■ **Gegevensrijen**
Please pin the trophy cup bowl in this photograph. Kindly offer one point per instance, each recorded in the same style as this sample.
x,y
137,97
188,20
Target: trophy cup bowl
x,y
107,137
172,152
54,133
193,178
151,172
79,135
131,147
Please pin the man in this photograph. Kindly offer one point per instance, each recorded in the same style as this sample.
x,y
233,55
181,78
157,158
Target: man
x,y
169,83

■ **Jouw opdracht**
Schrijf alle rijen hierboven letterlijk over, zonder ook maar iets te veranderen.

■ **Oplossing**
Please pin the trophy cup bowl in this photograph. Kindly offer one point per instance, each recorded in the same style as this sample.
x,y
137,97
188,20
Target: trophy cup bowl
x,y
107,137
172,152
54,133
193,178
151,172
79,135
131,147
Please pin the man in this photograph. Kindly offer one point per instance, each recorded in the same style as this sample.
x,y
233,55
181,78
157,158
Target: man
x,y
169,83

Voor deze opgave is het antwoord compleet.